# BRIEF
How many lines in the items below contain the string "building"? Case counts. Reply with the number only.
* BEGIN PROVIDED DATA *
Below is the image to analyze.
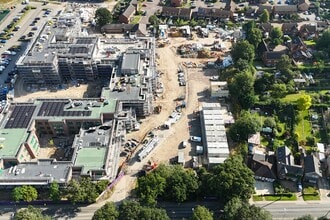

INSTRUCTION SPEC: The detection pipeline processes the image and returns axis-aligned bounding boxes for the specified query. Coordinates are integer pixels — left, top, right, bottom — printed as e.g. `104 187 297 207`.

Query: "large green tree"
229 72 256 109
228 111 261 142
118 200 169 220
297 94 312 111
12 186 38 202
316 28 330 57
231 40 255 63
247 28 262 48
191 206 213 220
270 27 283 45
95 8 112 27
260 9 270 23
92 202 119 220
14 206 51 220
209 155 255 201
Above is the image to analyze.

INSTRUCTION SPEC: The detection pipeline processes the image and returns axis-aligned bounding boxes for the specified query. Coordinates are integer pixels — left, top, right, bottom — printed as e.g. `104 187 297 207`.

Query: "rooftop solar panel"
5 105 36 128
38 101 92 117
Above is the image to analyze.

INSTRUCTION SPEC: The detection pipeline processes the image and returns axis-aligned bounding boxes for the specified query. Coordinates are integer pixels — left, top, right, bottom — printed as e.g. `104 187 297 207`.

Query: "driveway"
254 181 275 195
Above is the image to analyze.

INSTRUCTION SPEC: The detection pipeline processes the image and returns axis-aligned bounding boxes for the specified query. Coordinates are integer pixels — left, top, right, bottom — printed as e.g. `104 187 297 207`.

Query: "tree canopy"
260 9 270 23
247 28 262 48
209 156 255 201
297 94 312 111
12 186 38 202
229 72 256 109
95 8 112 27
14 206 51 220
92 202 119 220
137 165 198 206
191 206 213 220
316 28 330 56
231 40 255 63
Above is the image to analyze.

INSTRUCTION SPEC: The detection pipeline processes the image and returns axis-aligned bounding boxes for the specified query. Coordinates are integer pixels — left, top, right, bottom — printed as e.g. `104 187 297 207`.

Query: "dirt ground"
105 35 224 203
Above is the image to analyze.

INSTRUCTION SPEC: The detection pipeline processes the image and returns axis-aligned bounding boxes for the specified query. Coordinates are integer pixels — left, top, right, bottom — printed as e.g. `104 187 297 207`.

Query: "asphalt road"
0 2 63 87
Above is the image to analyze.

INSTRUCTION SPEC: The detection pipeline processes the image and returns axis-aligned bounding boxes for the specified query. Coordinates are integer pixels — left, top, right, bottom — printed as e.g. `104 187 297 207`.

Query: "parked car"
190 136 202 142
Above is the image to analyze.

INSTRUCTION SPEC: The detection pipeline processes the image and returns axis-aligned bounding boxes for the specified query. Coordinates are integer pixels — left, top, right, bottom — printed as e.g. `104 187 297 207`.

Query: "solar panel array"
69 47 88 54
38 102 92 117
77 38 93 44
5 105 36 128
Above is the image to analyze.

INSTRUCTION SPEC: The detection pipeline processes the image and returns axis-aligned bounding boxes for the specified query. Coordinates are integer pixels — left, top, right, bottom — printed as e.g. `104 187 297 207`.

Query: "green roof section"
75 147 108 174
0 128 29 158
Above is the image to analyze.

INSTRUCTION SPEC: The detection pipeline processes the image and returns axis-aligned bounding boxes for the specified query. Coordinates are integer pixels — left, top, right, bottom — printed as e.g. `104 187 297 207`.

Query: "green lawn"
303 186 320 201
0 10 10 21
296 110 312 142
304 40 316 46
130 15 141 24
264 194 297 201
252 195 264 202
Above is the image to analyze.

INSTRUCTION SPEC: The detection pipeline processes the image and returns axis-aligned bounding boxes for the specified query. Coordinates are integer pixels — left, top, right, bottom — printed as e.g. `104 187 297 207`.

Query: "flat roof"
74 147 107 174
0 128 29 158
121 53 140 70
0 159 72 185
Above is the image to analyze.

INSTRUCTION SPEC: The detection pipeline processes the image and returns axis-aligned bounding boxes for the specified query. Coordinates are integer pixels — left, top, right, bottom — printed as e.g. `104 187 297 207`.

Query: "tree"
92 202 119 220
191 206 213 220
118 201 169 220
137 173 166 206
297 94 312 111
316 28 330 56
149 15 160 26
231 40 255 63
235 58 251 71
260 9 269 23
49 181 61 201
276 55 292 73
229 111 261 142
294 215 314 220
264 117 276 128
247 28 262 48
209 155 255 201
229 72 256 109
13 186 38 202
95 8 112 27
270 27 283 45
14 206 51 220
271 83 287 98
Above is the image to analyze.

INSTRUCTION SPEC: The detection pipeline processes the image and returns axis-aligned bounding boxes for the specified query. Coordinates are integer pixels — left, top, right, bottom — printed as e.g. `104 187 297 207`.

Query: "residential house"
276 146 304 182
257 5 273 16
282 22 298 36
119 4 136 24
248 151 277 182
161 6 192 20
196 7 232 20
262 51 286 66
287 37 313 62
304 155 322 184
298 0 310 12
299 23 318 40
259 22 273 33
273 5 298 16
171 0 183 7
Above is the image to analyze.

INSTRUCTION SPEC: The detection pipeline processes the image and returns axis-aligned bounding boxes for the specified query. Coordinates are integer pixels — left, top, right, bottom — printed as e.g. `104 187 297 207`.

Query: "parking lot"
0 2 63 90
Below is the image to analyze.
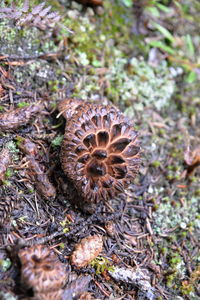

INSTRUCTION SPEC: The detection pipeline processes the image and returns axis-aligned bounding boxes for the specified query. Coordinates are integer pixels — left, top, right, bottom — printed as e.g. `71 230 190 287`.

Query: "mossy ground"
0 0 200 300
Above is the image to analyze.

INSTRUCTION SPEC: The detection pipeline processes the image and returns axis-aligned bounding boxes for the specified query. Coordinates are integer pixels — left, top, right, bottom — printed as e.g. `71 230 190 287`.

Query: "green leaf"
145 6 160 18
148 41 176 55
156 3 171 13
122 0 133 7
185 71 197 83
185 34 195 57
153 22 174 43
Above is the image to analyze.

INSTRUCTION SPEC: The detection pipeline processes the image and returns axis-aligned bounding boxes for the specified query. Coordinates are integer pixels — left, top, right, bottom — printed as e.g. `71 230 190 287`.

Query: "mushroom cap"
59 99 140 203
19 245 67 293
71 235 103 268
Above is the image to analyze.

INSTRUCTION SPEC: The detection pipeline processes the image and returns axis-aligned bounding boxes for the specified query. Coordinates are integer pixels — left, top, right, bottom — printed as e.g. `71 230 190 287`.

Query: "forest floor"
0 0 200 300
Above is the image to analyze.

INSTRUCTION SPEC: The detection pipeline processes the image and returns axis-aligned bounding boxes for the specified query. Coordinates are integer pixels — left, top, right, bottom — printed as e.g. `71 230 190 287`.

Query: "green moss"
90 256 114 275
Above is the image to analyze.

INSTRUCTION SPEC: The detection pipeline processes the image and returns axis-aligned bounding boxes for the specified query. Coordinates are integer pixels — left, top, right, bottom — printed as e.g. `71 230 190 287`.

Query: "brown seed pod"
18 245 67 293
0 148 11 184
16 136 38 156
71 235 103 268
0 102 43 131
76 0 103 6
58 99 140 205
33 289 64 300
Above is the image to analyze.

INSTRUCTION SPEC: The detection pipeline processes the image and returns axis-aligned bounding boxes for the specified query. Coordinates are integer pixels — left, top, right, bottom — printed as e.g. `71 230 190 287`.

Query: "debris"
108 266 156 300
18 245 67 299
0 148 11 184
71 235 103 268
0 102 43 131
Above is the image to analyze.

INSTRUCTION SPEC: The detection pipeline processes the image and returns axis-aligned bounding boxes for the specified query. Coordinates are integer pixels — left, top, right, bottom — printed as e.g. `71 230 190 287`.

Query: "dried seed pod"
58 99 140 205
18 245 67 293
0 148 11 183
16 136 38 156
0 196 17 225
71 235 103 268
78 292 95 300
0 102 43 131
31 289 64 300
27 155 56 200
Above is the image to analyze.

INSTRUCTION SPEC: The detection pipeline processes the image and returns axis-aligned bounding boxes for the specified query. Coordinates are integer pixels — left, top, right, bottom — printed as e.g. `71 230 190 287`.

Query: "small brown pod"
33 289 64 300
76 0 103 6
58 99 140 207
0 102 43 131
16 136 38 157
18 245 67 293
0 148 11 184
71 235 103 268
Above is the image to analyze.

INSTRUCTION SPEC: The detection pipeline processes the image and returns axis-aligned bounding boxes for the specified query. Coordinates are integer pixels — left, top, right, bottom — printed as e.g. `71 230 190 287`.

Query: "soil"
0 1 200 300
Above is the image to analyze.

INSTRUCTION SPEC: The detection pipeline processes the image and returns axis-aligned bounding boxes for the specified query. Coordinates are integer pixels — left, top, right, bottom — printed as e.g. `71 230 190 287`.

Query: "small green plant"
90 256 114 275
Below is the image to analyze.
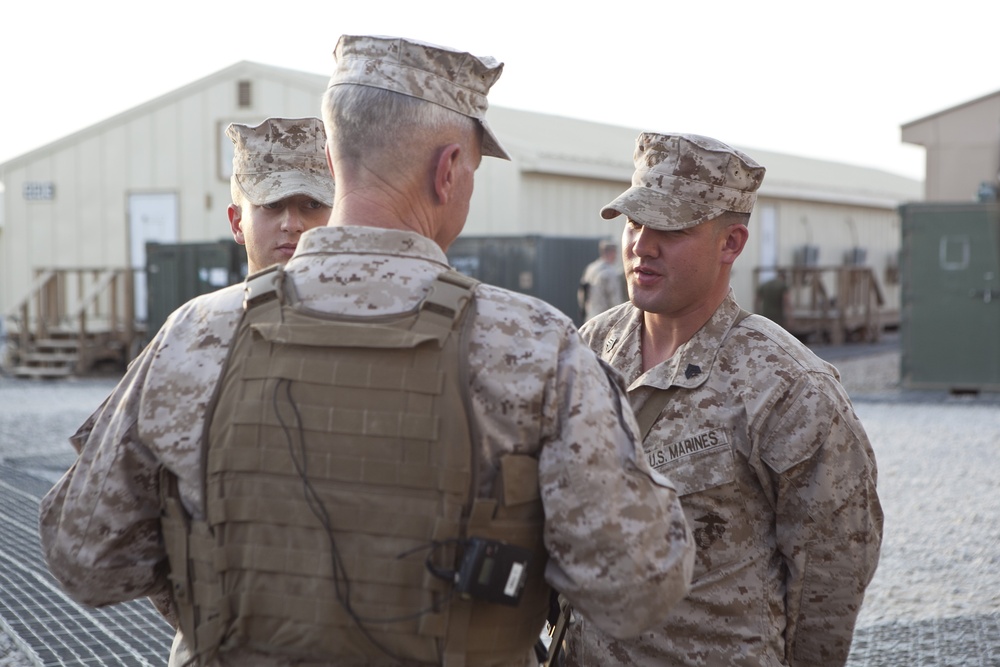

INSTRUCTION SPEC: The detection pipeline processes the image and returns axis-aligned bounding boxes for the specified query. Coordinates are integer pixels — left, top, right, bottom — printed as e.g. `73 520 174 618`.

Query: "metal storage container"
146 239 247 340
900 202 1000 392
448 236 600 326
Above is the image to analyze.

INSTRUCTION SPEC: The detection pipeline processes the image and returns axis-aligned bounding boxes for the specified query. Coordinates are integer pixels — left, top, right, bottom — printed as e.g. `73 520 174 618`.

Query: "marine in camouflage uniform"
41 37 694 667
567 133 883 667
226 118 334 273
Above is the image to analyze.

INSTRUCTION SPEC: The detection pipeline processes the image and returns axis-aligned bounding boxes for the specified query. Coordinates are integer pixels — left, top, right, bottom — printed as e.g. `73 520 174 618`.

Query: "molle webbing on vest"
164 269 548 665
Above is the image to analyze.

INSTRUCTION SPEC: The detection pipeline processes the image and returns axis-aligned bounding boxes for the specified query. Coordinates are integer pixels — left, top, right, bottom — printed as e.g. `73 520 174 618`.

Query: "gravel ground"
0 347 1000 667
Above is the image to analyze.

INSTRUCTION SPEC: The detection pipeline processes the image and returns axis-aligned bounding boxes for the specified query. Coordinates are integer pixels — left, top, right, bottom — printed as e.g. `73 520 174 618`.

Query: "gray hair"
323 84 482 161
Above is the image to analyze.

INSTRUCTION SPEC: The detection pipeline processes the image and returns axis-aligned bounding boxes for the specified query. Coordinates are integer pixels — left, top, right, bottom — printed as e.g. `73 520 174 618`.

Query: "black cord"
272 380 446 662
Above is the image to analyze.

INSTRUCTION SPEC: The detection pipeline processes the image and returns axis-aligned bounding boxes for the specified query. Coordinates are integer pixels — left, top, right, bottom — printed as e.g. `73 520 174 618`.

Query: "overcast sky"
0 0 1000 183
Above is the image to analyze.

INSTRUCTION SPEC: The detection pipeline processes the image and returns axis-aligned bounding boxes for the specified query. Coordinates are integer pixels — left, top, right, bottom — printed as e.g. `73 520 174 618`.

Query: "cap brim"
601 186 726 231
479 119 510 160
236 171 334 207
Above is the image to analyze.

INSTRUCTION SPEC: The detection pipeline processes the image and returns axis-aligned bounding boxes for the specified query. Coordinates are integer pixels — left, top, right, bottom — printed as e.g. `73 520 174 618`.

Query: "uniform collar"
292 226 448 266
629 290 740 390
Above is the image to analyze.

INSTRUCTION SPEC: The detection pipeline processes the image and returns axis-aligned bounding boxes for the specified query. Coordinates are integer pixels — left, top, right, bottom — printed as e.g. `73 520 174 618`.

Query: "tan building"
902 91 1000 202
0 62 921 376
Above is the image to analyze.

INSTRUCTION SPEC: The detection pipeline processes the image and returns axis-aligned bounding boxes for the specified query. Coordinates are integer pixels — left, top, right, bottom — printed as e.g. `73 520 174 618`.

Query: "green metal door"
900 203 1000 391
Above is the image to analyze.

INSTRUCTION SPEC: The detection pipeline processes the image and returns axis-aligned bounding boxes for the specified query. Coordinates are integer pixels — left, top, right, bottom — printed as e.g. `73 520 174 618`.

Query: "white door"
757 204 778 284
128 192 177 322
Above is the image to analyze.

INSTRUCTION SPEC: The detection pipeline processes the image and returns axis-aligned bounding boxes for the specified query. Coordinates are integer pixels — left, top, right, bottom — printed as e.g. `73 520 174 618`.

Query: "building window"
236 81 253 109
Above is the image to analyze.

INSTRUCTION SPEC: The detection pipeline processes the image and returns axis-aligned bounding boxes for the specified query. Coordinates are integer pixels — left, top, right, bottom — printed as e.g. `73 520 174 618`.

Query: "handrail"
5 267 136 378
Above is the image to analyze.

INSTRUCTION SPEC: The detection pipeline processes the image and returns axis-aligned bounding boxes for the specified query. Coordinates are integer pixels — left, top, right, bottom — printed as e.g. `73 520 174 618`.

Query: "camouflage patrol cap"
327 35 510 160
601 132 764 231
226 118 334 206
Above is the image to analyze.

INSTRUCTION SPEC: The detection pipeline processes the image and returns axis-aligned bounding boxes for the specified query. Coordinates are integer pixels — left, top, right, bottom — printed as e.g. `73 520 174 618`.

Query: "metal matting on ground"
0 462 173 667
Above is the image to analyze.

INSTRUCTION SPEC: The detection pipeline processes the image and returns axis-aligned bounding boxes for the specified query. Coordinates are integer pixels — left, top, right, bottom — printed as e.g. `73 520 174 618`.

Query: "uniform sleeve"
763 375 883 667
539 335 694 638
39 336 167 606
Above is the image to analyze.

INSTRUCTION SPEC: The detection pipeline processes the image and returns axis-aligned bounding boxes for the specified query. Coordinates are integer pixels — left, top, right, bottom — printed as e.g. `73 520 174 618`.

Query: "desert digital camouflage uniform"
568 293 882 667
41 227 694 667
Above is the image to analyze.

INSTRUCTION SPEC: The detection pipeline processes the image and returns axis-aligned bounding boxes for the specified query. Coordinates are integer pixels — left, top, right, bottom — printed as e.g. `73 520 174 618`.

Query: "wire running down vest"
161 267 549 667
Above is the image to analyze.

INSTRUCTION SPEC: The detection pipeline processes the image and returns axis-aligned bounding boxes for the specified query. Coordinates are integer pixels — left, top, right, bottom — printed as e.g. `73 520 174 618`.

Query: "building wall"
902 93 1000 202
0 65 325 313
732 197 900 311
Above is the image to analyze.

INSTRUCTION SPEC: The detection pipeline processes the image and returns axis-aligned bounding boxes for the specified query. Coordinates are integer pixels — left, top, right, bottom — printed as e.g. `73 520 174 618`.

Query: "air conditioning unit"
* END PROVIDED DATA *
# CORRECT ANSWER
3